Task objective >>
Rewrite the items from the line containing "Target: white guard tower" through the line containing "M274 36L273 32L273 19L265 21L265 36Z", inclusive, replacing "mask" with "outline" and changing nothing else. Leave the pictures out of your answer.

Materials provided >>
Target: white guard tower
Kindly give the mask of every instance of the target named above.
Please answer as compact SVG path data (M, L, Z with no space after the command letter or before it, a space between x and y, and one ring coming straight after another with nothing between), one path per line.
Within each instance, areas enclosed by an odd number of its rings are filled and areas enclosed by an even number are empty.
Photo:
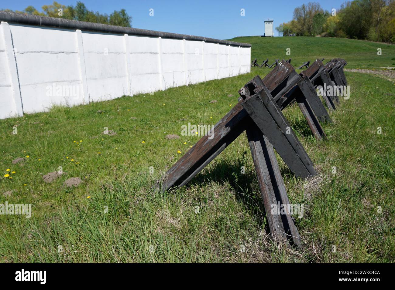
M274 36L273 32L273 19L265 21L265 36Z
---
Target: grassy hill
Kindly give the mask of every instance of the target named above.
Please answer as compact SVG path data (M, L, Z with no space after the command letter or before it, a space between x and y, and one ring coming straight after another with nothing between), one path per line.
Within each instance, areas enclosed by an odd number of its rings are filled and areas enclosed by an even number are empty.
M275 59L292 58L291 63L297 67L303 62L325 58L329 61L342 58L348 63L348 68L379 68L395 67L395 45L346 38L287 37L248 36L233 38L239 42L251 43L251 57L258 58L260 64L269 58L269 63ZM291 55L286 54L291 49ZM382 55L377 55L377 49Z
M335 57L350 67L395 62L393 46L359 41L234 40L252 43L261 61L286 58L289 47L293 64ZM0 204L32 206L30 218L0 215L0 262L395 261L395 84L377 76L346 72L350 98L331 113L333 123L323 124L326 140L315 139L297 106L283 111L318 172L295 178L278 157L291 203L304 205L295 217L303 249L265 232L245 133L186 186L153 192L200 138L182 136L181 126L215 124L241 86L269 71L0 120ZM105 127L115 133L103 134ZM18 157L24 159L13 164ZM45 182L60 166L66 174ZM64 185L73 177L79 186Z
==
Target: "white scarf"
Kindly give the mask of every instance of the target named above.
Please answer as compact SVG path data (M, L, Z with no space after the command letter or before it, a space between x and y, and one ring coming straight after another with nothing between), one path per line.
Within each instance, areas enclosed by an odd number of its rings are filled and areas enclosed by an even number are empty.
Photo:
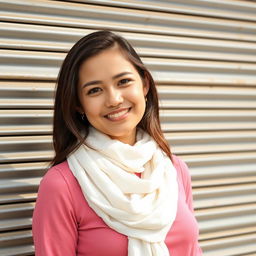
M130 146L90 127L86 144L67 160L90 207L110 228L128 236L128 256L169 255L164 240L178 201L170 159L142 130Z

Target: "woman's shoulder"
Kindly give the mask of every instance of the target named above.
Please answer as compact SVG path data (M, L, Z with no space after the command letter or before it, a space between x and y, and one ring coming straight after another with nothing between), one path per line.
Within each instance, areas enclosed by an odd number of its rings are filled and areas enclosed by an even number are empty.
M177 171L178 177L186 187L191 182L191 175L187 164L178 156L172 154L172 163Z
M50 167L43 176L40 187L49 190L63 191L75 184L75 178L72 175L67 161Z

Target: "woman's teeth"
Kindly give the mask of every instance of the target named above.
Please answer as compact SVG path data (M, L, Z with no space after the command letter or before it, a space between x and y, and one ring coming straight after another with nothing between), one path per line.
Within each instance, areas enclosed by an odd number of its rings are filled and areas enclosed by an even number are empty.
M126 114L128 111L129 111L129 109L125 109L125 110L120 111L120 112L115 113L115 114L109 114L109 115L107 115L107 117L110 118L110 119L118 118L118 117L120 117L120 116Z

Response to the exercise >>
Target: white guard tower
Kindly give the outline of every instance of the target named above.
Please answer as compact SVG path data (M, L, Z with no space after the command letter or before it, a space between x and y, and one ring coming straight after another with nothing between), one path per line.
Within each instance, areas enclosed by an odd number of its rings are filled and areas enclosed by an even number are empty.
Photo:
M274 36L273 32L273 19L265 21L265 36Z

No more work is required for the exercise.